• **Problem details**: Render the data below as a Markdown table with two columns, No. and Entry, giving each line its own numbered row and omitting any blank lines.

• **Input rows**:
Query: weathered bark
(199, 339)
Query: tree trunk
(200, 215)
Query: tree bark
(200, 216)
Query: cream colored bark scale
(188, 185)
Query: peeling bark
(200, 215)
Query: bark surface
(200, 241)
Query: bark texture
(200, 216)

• **Output below**:
| No. | Entry |
|---|---|
| 1 | Query: weathered bark |
| 2 | (199, 339) |
| 3 | Query: tree trunk |
| 4 | (200, 215) |
| 5 | Query: tree bark |
| 6 | (200, 216) |
| 7 | Query: cream colored bark scale |
| 8 | (188, 185) |
| 9 | Query: peeling bark |
| 10 | (200, 215) |
| 11 | Query: bark surface |
| 12 | (200, 241) |
| 13 | Query: bark texture |
| 14 | (200, 216) |